━━━━━ Supplied entries ━━━━━

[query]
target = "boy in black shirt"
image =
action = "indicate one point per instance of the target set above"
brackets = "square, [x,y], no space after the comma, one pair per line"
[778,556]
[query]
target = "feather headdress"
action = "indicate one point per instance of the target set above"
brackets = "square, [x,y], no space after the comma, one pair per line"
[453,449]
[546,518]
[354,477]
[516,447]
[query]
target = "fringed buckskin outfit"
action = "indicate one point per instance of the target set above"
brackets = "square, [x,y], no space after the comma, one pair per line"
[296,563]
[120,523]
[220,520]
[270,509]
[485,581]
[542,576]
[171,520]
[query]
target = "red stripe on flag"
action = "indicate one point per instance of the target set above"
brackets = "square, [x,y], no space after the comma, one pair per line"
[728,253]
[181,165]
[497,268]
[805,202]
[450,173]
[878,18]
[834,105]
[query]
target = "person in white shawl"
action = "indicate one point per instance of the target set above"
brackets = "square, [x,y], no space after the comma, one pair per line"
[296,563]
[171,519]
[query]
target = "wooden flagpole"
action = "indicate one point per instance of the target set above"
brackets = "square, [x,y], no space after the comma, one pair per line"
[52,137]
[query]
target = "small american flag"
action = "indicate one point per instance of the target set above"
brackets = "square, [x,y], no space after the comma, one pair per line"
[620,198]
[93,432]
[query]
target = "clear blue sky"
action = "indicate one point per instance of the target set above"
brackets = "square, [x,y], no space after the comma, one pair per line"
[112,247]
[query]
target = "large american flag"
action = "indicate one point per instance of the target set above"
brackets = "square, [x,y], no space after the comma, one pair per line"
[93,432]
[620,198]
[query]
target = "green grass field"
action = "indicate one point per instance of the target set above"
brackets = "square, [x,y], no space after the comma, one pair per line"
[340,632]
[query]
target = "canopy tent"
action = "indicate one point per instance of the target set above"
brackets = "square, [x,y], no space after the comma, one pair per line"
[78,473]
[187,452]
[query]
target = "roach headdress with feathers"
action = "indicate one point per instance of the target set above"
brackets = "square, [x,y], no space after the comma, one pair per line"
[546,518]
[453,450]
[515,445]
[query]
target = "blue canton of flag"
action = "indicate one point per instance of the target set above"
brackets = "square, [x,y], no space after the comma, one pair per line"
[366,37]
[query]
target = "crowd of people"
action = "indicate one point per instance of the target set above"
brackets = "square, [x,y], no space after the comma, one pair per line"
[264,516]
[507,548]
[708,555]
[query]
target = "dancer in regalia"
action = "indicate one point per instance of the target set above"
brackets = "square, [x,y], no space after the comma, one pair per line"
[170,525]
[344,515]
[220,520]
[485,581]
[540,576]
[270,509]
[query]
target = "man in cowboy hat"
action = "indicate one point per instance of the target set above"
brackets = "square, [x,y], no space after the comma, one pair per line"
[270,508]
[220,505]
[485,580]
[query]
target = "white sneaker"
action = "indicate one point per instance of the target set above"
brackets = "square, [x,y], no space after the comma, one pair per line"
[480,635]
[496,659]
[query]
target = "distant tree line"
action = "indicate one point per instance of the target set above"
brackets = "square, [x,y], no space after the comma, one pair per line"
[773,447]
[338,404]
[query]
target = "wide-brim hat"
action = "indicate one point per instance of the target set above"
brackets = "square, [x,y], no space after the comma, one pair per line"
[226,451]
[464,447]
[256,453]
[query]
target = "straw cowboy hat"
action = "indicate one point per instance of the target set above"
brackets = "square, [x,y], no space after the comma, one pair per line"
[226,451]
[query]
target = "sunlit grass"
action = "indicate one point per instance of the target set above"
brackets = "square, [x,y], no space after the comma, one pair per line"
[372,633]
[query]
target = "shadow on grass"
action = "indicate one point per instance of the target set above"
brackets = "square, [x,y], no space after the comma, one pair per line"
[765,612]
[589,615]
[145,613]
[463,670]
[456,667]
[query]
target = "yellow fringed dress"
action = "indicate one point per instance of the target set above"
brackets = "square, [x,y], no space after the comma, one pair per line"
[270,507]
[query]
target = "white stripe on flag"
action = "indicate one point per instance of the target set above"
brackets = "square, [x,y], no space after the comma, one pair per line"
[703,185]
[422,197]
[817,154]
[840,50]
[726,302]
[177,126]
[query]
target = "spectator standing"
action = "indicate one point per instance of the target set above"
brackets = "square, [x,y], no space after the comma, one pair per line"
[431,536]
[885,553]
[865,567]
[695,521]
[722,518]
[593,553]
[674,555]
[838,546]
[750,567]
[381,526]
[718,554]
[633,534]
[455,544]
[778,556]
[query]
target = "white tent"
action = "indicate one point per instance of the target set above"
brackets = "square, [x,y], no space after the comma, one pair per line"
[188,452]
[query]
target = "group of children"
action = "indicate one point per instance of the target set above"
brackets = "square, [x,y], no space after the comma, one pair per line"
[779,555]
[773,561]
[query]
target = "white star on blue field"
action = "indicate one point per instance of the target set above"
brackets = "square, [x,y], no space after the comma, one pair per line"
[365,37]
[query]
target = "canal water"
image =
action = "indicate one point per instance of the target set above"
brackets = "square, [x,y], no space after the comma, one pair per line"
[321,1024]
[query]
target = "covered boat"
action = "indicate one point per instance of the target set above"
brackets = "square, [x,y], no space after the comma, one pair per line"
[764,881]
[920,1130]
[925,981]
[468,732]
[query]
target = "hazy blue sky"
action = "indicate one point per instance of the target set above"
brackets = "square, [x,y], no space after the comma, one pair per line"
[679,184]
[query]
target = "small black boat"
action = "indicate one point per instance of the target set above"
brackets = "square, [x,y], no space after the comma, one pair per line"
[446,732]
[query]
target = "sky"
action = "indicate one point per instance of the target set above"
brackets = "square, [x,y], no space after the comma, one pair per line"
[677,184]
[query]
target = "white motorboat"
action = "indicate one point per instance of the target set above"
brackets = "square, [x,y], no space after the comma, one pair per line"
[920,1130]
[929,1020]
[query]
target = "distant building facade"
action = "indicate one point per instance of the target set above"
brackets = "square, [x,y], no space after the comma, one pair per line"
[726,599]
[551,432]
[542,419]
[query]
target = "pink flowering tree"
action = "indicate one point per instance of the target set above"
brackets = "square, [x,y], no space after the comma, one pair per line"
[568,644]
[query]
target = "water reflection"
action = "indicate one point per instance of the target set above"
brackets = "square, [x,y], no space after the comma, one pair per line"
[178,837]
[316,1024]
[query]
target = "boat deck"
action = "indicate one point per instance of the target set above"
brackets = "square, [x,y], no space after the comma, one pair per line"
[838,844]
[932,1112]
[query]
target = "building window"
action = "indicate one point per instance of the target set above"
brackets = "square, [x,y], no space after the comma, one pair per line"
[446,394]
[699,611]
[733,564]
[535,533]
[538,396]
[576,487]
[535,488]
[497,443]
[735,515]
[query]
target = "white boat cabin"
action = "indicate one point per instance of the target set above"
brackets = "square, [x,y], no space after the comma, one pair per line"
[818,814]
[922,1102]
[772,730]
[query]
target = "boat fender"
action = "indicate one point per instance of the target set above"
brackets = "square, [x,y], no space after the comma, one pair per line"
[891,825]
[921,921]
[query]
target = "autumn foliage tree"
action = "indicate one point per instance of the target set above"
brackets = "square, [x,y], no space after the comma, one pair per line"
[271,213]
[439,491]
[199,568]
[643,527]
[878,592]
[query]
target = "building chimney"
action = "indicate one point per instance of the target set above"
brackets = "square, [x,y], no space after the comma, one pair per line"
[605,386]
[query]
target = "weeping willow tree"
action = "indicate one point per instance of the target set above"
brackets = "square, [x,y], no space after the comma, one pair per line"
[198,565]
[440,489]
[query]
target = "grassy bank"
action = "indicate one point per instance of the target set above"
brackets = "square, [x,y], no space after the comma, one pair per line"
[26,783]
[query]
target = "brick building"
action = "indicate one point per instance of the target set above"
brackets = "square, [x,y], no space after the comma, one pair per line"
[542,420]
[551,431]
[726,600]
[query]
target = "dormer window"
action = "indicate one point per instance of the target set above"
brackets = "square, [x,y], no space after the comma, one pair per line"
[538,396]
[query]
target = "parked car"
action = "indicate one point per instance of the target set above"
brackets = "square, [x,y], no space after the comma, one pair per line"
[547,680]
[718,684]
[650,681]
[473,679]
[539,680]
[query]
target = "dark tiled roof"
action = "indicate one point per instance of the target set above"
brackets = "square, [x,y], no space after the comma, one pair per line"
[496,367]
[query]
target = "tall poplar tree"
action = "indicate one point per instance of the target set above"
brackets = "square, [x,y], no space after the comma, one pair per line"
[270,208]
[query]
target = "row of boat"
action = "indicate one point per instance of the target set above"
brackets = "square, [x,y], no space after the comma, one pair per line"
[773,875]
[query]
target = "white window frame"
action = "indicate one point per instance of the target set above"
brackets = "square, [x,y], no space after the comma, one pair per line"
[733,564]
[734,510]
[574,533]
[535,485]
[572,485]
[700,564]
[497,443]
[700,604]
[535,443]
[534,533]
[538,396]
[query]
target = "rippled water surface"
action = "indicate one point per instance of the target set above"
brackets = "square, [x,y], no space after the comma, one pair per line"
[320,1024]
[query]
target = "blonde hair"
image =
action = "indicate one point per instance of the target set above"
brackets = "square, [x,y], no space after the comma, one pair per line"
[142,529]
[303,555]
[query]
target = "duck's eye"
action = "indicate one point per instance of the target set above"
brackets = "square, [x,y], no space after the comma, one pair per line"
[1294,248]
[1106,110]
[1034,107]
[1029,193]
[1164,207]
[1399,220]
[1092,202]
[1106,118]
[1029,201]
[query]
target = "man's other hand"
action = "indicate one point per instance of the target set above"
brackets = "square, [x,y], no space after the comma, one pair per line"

━━━━━

● **Required task**
Pick out each line above that contains the word "tent" and copy it.

● **The completed task**
target = "canopy tent"
target = "white tent"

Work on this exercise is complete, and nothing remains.